(Stored entries)
━━━━━━
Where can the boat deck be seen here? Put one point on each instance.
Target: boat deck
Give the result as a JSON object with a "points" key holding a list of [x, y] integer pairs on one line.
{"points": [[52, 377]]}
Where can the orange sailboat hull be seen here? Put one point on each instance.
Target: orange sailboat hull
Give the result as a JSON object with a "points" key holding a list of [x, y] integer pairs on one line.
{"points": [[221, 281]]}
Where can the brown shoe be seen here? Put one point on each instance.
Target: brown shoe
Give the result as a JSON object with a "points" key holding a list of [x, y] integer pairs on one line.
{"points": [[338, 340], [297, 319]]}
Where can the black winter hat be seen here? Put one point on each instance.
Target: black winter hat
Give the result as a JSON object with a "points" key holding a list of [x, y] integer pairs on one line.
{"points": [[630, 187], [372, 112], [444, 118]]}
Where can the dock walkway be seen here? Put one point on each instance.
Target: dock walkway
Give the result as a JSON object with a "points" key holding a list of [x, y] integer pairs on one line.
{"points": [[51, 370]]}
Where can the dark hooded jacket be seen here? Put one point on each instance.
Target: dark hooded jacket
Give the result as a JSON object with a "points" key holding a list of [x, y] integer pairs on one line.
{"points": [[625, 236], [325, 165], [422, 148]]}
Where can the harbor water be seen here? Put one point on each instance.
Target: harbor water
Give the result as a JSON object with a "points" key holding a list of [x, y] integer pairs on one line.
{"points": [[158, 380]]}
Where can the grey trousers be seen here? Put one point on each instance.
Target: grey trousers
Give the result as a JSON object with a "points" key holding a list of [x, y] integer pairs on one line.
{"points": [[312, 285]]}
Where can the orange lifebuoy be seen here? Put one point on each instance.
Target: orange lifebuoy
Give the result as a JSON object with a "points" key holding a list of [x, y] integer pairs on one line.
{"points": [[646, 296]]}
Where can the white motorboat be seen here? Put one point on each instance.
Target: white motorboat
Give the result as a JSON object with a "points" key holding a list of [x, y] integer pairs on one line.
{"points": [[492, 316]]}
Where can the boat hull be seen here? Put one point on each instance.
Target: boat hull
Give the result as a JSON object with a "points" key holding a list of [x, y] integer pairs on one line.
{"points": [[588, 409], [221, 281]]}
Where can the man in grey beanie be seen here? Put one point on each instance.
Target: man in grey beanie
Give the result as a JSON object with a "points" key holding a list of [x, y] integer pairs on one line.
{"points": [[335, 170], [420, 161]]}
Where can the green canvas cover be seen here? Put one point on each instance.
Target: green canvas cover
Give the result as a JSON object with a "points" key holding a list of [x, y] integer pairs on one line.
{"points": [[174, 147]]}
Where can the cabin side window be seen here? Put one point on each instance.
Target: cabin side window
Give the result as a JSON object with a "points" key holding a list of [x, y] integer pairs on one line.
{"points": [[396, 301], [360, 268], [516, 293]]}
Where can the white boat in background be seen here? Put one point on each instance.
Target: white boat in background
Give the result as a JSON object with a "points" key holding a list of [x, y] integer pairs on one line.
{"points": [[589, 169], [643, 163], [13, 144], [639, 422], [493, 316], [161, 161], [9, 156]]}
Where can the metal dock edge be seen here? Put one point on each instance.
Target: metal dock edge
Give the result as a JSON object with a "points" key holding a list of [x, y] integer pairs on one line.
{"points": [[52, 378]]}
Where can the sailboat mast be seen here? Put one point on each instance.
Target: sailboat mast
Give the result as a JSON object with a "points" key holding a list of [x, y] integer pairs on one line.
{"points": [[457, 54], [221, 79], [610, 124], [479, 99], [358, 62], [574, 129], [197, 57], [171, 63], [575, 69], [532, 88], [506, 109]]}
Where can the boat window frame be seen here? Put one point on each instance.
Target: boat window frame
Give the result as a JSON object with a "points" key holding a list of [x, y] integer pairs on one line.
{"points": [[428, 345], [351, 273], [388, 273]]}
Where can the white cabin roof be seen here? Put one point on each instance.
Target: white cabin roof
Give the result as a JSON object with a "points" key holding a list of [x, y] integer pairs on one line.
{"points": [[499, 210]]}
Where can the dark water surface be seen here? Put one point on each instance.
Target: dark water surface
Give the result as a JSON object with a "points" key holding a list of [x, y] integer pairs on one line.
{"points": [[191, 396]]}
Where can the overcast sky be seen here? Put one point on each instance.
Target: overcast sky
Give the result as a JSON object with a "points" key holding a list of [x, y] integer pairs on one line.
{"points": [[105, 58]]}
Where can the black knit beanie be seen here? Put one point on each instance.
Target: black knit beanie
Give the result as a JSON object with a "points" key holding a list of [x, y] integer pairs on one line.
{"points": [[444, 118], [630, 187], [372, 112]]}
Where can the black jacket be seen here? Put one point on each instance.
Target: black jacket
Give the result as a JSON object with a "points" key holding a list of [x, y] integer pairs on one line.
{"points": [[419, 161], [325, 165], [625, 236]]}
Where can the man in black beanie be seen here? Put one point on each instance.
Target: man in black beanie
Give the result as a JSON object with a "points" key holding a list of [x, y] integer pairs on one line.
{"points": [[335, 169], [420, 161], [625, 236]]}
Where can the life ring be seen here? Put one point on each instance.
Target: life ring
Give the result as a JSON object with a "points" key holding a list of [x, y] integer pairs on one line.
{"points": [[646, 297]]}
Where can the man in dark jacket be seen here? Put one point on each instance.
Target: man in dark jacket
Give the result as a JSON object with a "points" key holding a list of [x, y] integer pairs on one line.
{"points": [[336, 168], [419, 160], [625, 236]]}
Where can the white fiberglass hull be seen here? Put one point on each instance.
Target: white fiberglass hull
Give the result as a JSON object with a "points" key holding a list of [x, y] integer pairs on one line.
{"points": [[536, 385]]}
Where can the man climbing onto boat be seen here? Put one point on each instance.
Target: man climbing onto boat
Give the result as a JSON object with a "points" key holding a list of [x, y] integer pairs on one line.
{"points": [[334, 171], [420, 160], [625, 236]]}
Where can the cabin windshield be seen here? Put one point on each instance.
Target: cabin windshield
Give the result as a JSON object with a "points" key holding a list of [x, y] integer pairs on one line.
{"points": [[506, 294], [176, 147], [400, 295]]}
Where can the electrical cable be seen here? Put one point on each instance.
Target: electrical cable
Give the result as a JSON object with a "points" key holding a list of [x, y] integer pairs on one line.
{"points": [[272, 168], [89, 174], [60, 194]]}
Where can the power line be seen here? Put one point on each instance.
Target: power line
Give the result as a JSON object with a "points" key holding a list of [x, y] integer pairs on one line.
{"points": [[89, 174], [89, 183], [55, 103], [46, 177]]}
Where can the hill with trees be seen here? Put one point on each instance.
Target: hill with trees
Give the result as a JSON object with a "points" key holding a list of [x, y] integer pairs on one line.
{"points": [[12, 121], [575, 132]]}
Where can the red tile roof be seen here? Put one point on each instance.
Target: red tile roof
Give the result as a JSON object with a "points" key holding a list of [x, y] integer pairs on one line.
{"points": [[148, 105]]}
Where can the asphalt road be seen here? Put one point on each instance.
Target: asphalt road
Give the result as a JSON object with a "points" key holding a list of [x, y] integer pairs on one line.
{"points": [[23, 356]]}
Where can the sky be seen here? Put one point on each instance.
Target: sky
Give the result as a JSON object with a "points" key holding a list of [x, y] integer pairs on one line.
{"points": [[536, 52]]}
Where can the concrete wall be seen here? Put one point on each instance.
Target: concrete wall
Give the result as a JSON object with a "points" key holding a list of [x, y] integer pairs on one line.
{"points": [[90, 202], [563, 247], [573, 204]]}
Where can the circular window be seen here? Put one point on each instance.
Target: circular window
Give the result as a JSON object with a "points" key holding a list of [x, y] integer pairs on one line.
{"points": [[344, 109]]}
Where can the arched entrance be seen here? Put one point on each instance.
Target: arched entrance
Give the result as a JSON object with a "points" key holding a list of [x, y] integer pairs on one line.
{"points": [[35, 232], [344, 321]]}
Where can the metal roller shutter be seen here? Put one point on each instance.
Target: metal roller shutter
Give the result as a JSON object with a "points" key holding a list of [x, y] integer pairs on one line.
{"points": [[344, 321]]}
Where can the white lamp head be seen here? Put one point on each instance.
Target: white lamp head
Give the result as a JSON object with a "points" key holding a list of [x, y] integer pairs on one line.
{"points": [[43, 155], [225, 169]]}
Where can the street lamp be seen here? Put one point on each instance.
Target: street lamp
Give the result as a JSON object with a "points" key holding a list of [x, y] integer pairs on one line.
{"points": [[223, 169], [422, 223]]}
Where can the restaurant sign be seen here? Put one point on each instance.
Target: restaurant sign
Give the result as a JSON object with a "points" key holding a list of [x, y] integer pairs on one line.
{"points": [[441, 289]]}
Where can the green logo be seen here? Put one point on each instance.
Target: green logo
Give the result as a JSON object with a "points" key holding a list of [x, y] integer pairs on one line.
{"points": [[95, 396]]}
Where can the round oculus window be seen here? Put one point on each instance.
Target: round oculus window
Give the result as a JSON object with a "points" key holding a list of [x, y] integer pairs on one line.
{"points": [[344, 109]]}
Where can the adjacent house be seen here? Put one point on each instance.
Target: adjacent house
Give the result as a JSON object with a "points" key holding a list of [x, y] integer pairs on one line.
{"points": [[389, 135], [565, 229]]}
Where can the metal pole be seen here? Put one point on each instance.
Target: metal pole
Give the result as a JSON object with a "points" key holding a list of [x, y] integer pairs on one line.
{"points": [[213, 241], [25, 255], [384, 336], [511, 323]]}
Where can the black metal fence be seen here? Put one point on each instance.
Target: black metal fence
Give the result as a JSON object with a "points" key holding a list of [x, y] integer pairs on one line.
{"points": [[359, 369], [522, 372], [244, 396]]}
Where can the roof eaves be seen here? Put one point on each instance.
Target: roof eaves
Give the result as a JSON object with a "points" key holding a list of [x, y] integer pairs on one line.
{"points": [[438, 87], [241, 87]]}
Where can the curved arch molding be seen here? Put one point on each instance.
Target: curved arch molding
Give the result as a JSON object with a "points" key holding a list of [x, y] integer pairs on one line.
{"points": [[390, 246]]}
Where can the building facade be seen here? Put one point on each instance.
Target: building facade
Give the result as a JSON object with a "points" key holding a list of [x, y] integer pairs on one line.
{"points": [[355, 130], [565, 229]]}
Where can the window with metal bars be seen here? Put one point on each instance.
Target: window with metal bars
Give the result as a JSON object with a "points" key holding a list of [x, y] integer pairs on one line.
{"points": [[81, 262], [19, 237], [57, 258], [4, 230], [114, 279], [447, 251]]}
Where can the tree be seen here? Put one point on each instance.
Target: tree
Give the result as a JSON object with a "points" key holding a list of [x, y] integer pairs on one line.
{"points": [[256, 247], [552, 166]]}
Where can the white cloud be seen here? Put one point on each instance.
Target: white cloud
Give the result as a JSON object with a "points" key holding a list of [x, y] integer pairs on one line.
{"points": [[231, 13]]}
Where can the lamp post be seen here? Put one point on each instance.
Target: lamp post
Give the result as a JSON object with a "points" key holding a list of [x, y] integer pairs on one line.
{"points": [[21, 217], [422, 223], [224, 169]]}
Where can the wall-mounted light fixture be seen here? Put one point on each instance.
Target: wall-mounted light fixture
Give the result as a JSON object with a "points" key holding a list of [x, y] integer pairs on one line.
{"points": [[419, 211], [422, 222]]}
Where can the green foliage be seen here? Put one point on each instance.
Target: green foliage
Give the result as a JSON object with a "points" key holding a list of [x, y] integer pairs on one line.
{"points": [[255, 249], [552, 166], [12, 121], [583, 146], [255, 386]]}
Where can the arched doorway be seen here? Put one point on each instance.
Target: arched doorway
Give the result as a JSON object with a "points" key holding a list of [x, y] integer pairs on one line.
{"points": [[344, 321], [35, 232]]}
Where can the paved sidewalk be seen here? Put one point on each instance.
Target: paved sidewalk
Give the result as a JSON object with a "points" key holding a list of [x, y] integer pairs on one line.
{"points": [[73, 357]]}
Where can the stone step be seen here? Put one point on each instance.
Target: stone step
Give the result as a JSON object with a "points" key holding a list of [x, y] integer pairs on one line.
━━━━━━
* **Exercise instructions**
From the entries above, return exactly the line containing "Where can the man in black", the line containing "Where can the man in dark", and all lines between, and nothing else.

* **Reply**
Where can the man in black beanie be seen here? Put one point on each instance.
Target: man in black beanie
Give the result as a JSON object with a "points" key holding a list of [x, y] integer pairs on one line.
{"points": [[335, 169], [420, 161], [625, 236]]}
Where can the life ring be seen here? Put one point on each instance.
Target: life ring
Give the result as a JSON object with a "points" key holding a list of [x, y] integer pairs on one line.
{"points": [[646, 297]]}
Where can the man in dark jacket be seen here? Put one point on each instance.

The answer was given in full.